▶ EXERCISE INSTRUCTIONS
Render every line of the saved entries below as a Markdown table with two columns, Row and Line. Number each row and omit any blank lines.

(Saved entries)
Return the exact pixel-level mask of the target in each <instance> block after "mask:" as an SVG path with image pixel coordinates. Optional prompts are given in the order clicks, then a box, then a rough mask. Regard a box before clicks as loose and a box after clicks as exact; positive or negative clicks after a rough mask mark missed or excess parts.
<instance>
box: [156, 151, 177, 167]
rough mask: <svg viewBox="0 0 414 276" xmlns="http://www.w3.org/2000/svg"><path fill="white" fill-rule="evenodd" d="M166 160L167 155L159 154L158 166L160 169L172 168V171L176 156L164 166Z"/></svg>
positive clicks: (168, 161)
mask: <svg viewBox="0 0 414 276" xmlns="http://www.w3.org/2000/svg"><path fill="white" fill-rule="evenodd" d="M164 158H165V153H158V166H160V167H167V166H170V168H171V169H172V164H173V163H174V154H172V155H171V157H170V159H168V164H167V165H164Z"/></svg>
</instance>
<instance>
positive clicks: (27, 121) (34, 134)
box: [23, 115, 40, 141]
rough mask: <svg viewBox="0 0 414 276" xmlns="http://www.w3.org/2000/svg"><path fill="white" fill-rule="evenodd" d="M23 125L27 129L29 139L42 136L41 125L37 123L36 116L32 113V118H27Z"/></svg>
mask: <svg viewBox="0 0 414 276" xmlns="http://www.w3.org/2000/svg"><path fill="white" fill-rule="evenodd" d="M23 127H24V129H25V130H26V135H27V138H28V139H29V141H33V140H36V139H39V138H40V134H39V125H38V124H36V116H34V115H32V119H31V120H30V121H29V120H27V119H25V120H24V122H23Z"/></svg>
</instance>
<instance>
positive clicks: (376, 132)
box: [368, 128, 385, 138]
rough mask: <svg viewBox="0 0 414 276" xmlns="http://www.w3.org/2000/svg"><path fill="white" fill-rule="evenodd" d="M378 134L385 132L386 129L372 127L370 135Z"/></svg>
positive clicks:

▶ SOLUTION TO THE EXERCISE
| Row | Line |
|---|---|
| 1 | Return the exact pixel-level mask of the target in each <instance> block after "mask:" as an SVG path with image pixel coordinates. Optional prompts are given in the order clicks, then a box, then a rough mask. Regard a box before clicks as loose and a box after clicks as exact; positive or negative clicks after a rough mask mark missed or excess parts. |
| 2 | <instance> |
| 3 | box: [156, 151, 177, 167] |
| 4 | rough mask: <svg viewBox="0 0 414 276" xmlns="http://www.w3.org/2000/svg"><path fill="white" fill-rule="evenodd" d="M166 160L167 155L159 154L158 166L160 169L172 168V171L176 156L164 166Z"/></svg> |
| 5 | positive clicks: (168, 161) |
| 6 | mask: <svg viewBox="0 0 414 276" xmlns="http://www.w3.org/2000/svg"><path fill="white" fill-rule="evenodd" d="M164 158H165V153H158V166H160V167H167V166H170V168H171V169H172V164H173V163H174V154H172V155H171V157H170V159H168V164H167V165H164Z"/></svg> |
| 7 | </instance> |
| 8 | <instance> |
| 9 | positive clicks: (27, 121) (34, 134) |
| 10 | box: [23, 115, 40, 141] |
| 11 | rough mask: <svg viewBox="0 0 414 276" xmlns="http://www.w3.org/2000/svg"><path fill="white" fill-rule="evenodd" d="M23 125L27 129L29 139L42 136L41 125L37 123L36 116L32 113V118H27Z"/></svg> |
| 12 | mask: <svg viewBox="0 0 414 276" xmlns="http://www.w3.org/2000/svg"><path fill="white" fill-rule="evenodd" d="M23 127H24V129H25V130H26V135H27V138H28V139H29V141H33V140H36V139H39V138H40V134H39V125H38V124H36V116H34V115H32V119H31V120H30V121H29V120H27V119H25V120H24V122H23Z"/></svg> |
| 13 | </instance> |
| 14 | <instance> |
| 15 | positive clicks: (376, 132) |
| 16 | box: [368, 128, 385, 138] |
| 17 | rough mask: <svg viewBox="0 0 414 276" xmlns="http://www.w3.org/2000/svg"><path fill="white" fill-rule="evenodd" d="M378 134L385 132L386 129L372 127L370 135Z"/></svg> |
| 18 | positive clicks: |